• **TEXTE À LIRE**

————

Sur le site du festival le réalisateur algérien explique sur la genèse de son œuvre que « j’ai lu un livre, il y a longtemps de cela, d’un auteur indonésien dont le titre était ‘’Corruption’’, tout simplement. L’auteur ne parle pas directement des pots-de-vin, mais il le fait transmettre de manière subtile et ingénieuse. C’est à partir de là que j’ai commencé à réfléchir à la thématique de la corruption qui a atteint en Algérie des proportions alarmantes, ça a commencé en 1962 et ça va de pire en pis. » Ajoutant que « la corruption est introduite dans le tissu de la société, ce n’est plus des cas isolés, c’est devenu hélas une pratique courante, quotidienne».
Focus sur le chemin de croix des réfugiés syriens
Dans le cadre de la compétition dans la catégorie documentaire, a été projeté jeudi dernier, le documentaire « THF » du réalisateur algéro-brésilien Karim Aïnouz, sur les souffrances des réfugiés syriens qui ont fui la guerre. Sorti en 2017, THF, acronyme de Tempelhof, un aéroport allemand désaffecté, décrit en 97 mn le vécu des Syriens qui subissent doublement les souffrances causées par la guerre en Syrie et le déchirement du fait de l’exil. Karim Aïnouz se focalise dans cette coproduction franco-germano-brésilienne, sur la réalité amère à laquelle sont confrontés les Syriens réfugiés en Allemagne, où ils sont accueillis dans un aéroport fermé qui sert aujourd’hui d’hébergement d’urgence pour les demandeurs d’asile.
Appuyé de témoignages de réfugiés, le documentaire donne un aperçu sur les conditions d’accueil réservées aux hôtes de cette structure désaffectée, jadis pièce maîtresse du programme hitlérien de réarmement. L’aéroport, de par sa symbolique historique, a servi de décor pour le réalisateur qui « a fait de ce lieu un «protagoniste» à part entière, symbolisant une forme de détention à laquelle sont soumis ces réfugiés qui se retrouvent dans cet aéroport séparé du monde » souligne l’APS. Le film porte, d’autre part, un regard sur l’accompagnement des réfugiés dans leurs démarches pour l’obtention de statut de réfugié.

————

Exemples de détection
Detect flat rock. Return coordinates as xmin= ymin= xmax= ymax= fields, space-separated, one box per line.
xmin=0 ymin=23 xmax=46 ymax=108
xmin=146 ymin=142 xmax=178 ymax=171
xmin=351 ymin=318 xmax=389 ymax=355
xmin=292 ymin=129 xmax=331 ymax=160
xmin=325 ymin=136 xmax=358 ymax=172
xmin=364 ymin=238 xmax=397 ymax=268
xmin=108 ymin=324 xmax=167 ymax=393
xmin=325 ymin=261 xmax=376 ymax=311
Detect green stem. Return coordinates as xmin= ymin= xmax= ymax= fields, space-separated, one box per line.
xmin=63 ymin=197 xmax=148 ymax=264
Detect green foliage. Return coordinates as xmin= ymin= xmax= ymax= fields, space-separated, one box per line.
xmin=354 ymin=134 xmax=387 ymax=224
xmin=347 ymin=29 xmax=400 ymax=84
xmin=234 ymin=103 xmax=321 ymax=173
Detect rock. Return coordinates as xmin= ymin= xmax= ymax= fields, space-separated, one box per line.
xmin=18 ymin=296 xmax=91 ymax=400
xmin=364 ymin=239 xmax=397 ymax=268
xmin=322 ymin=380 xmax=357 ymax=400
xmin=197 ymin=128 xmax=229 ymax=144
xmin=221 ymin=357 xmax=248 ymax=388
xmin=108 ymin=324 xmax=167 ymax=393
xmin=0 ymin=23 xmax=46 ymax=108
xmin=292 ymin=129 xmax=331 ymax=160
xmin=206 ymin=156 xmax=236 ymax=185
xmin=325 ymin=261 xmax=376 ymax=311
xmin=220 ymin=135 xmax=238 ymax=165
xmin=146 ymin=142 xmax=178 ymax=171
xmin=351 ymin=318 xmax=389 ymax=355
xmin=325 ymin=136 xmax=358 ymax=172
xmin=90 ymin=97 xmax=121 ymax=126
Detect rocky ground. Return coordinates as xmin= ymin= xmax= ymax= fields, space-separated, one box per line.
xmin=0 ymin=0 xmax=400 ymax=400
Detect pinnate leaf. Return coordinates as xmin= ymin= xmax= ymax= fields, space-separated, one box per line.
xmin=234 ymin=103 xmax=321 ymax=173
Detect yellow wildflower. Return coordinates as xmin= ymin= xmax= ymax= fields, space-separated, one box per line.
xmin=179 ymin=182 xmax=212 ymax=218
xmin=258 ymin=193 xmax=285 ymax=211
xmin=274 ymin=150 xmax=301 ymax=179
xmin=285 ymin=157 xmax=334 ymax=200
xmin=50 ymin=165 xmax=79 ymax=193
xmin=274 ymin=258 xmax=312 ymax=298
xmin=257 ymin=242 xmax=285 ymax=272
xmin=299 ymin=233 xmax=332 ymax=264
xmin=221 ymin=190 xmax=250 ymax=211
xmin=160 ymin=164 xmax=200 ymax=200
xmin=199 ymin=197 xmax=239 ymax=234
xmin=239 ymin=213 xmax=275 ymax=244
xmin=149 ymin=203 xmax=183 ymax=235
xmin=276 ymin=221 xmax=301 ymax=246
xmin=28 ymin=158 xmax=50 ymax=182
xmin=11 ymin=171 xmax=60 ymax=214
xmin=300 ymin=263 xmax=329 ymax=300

————

• **EXERCICES À TRAITER**
1) Répondez à ces questions sur le texte :
(a) Quel était le titre du livre de l'auteur indonésien lu par le réalisateur algérien ?
(b) Combien de minutes dure le documentaire « THF » ?
(c) Quel rôle l'aéroport de Tempelhof jouait-il autrefois ?
2) Recopiez le passage du texte qui commence par les mots « Appuyé de témoignages » et se poursuit jusqu'aux mots « statut de réfugié. ».
Les données n'interviennent pas dans ce travail.

• **LISTE DES SOLUTIONS**
1)
(a) « Corruption ».
(b) 97 minutes.
(c) C'était une pièce maîtresse du programme hitlérien de réarmement.

2)
Appuyé de témoignages de réfugiés, le documentaire donne un aperçu sur les conditions d’accueil réservées aux hôtes de cette structure désaffectée, jadis pièce maîtresse du programme hitlérien de réarmement. L’aéroport, de par sa symbolique historique, a servi de décor pour le réalisateur qui « a fait de ce lieu un «protagoniste» à part entière, symbolisant une forme de détention à laquelle sont soumis ces réfugiés qui se retrouvent dans cet aéroport séparé du monde » souligne l’APS. Le film porte, d’autre part, un regard sur l’accompagnement des réfugiés dans leurs démarches pour l’obtention de statut de réfugié.